Photo-based point labeling data.
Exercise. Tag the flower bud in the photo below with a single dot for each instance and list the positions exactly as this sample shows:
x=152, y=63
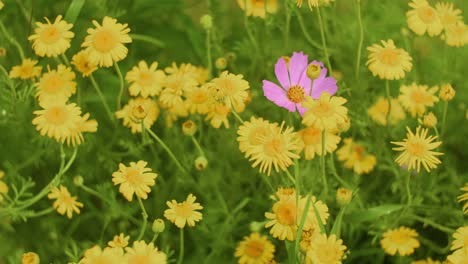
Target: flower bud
x=343, y=196
x=201, y=163
x=158, y=226
x=30, y=258
x=189, y=128
x=313, y=71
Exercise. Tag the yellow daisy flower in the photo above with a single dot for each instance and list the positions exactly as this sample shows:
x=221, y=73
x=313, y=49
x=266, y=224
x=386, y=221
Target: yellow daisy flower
x=326, y=113
x=144, y=253
x=52, y=39
x=30, y=258
x=120, y=241
x=184, y=213
x=56, y=85
x=311, y=141
x=27, y=70
x=326, y=250
x=218, y=115
x=461, y=198
x=416, y=98
x=387, y=61
x=3, y=186
x=138, y=110
x=230, y=89
x=460, y=239
x=63, y=122
x=135, y=179
x=83, y=63
x=448, y=14
x=258, y=8
x=145, y=81
x=417, y=148
x=355, y=157
x=402, y=240
x=255, y=249
x=103, y=256
x=378, y=111
x=64, y=202
x=105, y=43
x=456, y=35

INSTRUCTIONS FOR THE TASK. Write out exactly the lines starting with the one that holds "Exercise. Tag the yellow" and running through the last line above.

TASK ANSWER.
Exercise. Tag the yellow daisy flower in the photo above with a single dot for each instance and list the positions exactly as this sample shows:
x=221, y=73
x=313, y=49
x=266, y=224
x=386, y=221
Target: yellow daisy flower
x=326, y=113
x=144, y=253
x=52, y=39
x=30, y=258
x=120, y=241
x=184, y=213
x=56, y=85
x=311, y=141
x=27, y=70
x=326, y=250
x=218, y=115
x=461, y=198
x=416, y=98
x=387, y=61
x=3, y=186
x=138, y=110
x=230, y=89
x=460, y=239
x=63, y=122
x=135, y=179
x=83, y=63
x=448, y=14
x=258, y=8
x=145, y=81
x=417, y=148
x=355, y=157
x=402, y=240
x=255, y=249
x=103, y=256
x=378, y=111
x=64, y=202
x=105, y=43
x=456, y=35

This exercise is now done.